■ What you will do
Lay out all the data below as a JSON list of strings, one string per line, leaving out blank lines.

◆ ◆ ◆

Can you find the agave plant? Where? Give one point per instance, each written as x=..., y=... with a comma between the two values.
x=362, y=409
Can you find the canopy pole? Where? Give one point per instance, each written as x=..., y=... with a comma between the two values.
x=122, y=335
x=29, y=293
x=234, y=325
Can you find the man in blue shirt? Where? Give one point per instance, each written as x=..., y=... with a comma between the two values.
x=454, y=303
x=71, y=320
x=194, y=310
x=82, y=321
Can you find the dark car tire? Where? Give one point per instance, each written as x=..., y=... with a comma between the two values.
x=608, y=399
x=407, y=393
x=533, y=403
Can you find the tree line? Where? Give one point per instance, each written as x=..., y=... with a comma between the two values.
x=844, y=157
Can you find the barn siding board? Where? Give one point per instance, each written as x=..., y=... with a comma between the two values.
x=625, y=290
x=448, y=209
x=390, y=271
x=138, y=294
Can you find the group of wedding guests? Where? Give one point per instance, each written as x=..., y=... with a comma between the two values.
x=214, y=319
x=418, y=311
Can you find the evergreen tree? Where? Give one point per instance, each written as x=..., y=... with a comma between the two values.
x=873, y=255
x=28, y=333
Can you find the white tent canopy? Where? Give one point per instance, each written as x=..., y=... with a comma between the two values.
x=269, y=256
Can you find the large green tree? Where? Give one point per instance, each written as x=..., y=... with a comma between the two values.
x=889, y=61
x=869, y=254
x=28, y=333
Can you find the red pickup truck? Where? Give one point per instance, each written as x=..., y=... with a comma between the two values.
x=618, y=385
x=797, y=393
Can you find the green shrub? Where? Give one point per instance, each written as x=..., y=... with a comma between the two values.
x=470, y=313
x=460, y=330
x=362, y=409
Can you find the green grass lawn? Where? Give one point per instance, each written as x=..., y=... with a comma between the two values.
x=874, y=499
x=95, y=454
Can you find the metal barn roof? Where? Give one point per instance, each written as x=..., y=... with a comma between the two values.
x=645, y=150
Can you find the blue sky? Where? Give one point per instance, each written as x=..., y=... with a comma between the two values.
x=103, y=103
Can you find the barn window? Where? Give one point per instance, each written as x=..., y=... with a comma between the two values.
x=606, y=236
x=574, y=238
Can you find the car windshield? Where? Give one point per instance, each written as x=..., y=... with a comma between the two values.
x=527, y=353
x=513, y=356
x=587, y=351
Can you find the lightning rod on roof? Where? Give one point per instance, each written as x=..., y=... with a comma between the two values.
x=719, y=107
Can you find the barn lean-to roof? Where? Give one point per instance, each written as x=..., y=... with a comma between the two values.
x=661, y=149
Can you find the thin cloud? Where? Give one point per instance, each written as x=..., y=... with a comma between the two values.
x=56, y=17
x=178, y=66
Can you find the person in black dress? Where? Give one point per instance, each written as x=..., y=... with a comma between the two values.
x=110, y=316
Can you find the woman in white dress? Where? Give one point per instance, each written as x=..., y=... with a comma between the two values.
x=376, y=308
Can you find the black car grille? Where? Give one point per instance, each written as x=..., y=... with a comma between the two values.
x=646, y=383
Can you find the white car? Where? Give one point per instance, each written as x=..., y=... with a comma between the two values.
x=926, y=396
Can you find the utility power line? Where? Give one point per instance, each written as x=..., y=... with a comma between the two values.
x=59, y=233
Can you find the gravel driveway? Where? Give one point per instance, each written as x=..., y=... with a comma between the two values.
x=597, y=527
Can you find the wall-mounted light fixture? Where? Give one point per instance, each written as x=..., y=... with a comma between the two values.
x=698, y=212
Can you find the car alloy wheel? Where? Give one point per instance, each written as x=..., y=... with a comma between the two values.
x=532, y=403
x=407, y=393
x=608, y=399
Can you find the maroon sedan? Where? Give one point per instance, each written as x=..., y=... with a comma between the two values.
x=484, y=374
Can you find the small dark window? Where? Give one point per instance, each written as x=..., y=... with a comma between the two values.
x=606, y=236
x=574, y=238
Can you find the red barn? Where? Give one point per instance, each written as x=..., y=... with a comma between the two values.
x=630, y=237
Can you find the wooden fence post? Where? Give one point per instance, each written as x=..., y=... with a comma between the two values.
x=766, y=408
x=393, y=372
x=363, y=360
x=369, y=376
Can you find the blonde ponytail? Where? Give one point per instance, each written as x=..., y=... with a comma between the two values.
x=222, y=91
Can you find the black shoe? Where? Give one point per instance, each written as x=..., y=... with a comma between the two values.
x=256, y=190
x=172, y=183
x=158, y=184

◆ ◆ ◆

■ Problem solution
[
  "Can you find the agave plant? Where? Give one point per instance, each written as x=..., y=... with a comma between the two values.",
  "x=362, y=409",
  "Can you find the canopy pole? Where? Give one point per instance, each written as x=..., y=... with a comma between the two values.",
  "x=122, y=335",
  "x=29, y=293",
  "x=234, y=325",
  "Can you find the man in blue shirt? Where? Give one point per instance, each written as x=..., y=... with a comma between the two values.",
  "x=454, y=303",
  "x=71, y=320",
  "x=194, y=310",
  "x=82, y=321",
  "Can you find the dark car tire? Where? Give one point per instance, each written as x=..., y=... with a comma between the two values.",
  "x=608, y=399",
  "x=407, y=393",
  "x=533, y=403",
  "Can you find the tree line? Where? Give one point per instance, each written as x=..., y=... with a comma between the two values.",
  "x=844, y=157",
  "Can you find the barn siding board? Where? Give one point per instance, each written as x=..., y=... with a comma between the two values.",
  "x=625, y=290",
  "x=448, y=209",
  "x=390, y=271",
  "x=138, y=294",
  "Can you find the group of wedding guests? Where? Give one point per instance, each written as x=..., y=... with a comma between the two values.",
  "x=214, y=319",
  "x=418, y=311",
  "Can you find the evergreen tree? Where? Give one point per instance, each written as x=..., y=... with a comma between the two values.",
  "x=873, y=255",
  "x=28, y=333",
  "Can you find the white tent canopy? Where? Give one point per instance, each written as x=..., y=... with a comma between the two values.",
  "x=269, y=256",
  "Can you find the large green tree? Where? Give one point per instance, each written as x=..., y=... with a comma between the two values.",
  "x=889, y=61",
  "x=869, y=254",
  "x=28, y=333",
  "Can you find the red pickup truck? Where? Give one point per instance, each written as x=..., y=... with a comma between the two values.",
  "x=618, y=385",
  "x=797, y=393",
  "Can you find the green shrub? Where? Give one point per instance, each written as x=..., y=... with a comma between the two values.",
  "x=470, y=313",
  "x=460, y=330",
  "x=362, y=409",
  "Can you find the green grass lawn? Where? Give one point per instance, each written as x=..., y=... with a comma between the two values.",
  "x=874, y=499",
  "x=95, y=454",
  "Can you find the metal barn roof? Where? Give one point per instance, each written as x=..., y=... with a comma between the two values.",
  "x=645, y=150",
  "Can you find the blue sky? Where? Give one point per instance, each written as x=..., y=... with a comma between the two values.",
  "x=103, y=103",
  "Can you find the barn window? Where? Give one point per instance, each written as x=..., y=... with a comma between the two values.",
  "x=606, y=236",
  "x=574, y=238",
  "Can you find the car windshield? Where? Give one point per instance, each written as x=..., y=... with a comma between the two values.",
  "x=527, y=353",
  "x=513, y=356",
  "x=587, y=351",
  "Can you find the lightning rod on roof? Where? Give one point per instance, each written as x=..., y=... with a comma between the two values.",
  "x=719, y=107",
  "Can you find the barn lean-to roof? Where? Give one point per instance, each written as x=..., y=... with a comma between the two values.",
  "x=661, y=149",
  "Can you find the thin cloud? Where? Give one point per instance, each written as x=..., y=... with a comma between the two values.",
  "x=56, y=17",
  "x=178, y=66",
  "Can you find the person in black dress? Where? Give one point per instance, each written as x=..., y=... with a comma between the two values.",
  "x=110, y=316",
  "Can you find the woman in white dress? Where? Give one point per instance, each written as x=..., y=... with a comma between the two values.",
  "x=376, y=308",
  "Can you find the black car grille? Where? Give one point per instance, each written as x=..., y=... with a comma between the two values.",
  "x=646, y=383",
  "Can you find the white car? Where? Give one point per instance, each written as x=..., y=... with a comma between the two values.",
  "x=926, y=396",
  "Can you find the utility power line? Where? Give one point per instance, each written as x=..., y=... with a comma between the two values.",
  "x=59, y=233",
  "Can you find the gravel driveway? Where? Give one point per instance, each written as x=..., y=... with a comma between the two values.",
  "x=597, y=527",
  "Can you find the wall-mounted light fixture? Where? Give one point per instance, each written as x=..., y=... with a comma between the two values.",
  "x=698, y=212",
  "Can you find the car alloy wheel? Where? Give one point per instance, each written as x=..., y=... with a comma between the two values.",
  "x=532, y=403",
  "x=407, y=393",
  "x=608, y=399",
  "Can you find the maroon sedan? Where? Give one point per instance, each written as x=..., y=... with a comma between the two values.",
  "x=484, y=374",
  "Can you find the small dark window? Where? Give one point per instance, each written as x=..., y=... with a comma between the two values.",
  "x=606, y=236",
  "x=574, y=238",
  "Can you find the red barn? Where? Give one point per instance, each written as x=..., y=... with a comma between the two values.",
  "x=630, y=237",
  "Can you find the wooden fence post? Where? Give one point per instance, each written as x=..., y=... with a comma between the two values.",
  "x=766, y=408",
  "x=393, y=372",
  "x=363, y=360",
  "x=369, y=376",
  "Can you find the blonde ponytail? Where? Give one point per instance, each written as x=..., y=... with a comma between the two values.",
  "x=222, y=91",
  "Can you find the black shoe? Where? Give one point per instance, each written as x=..., y=... with a comma between the two values.",
  "x=256, y=190",
  "x=172, y=183",
  "x=158, y=184"
]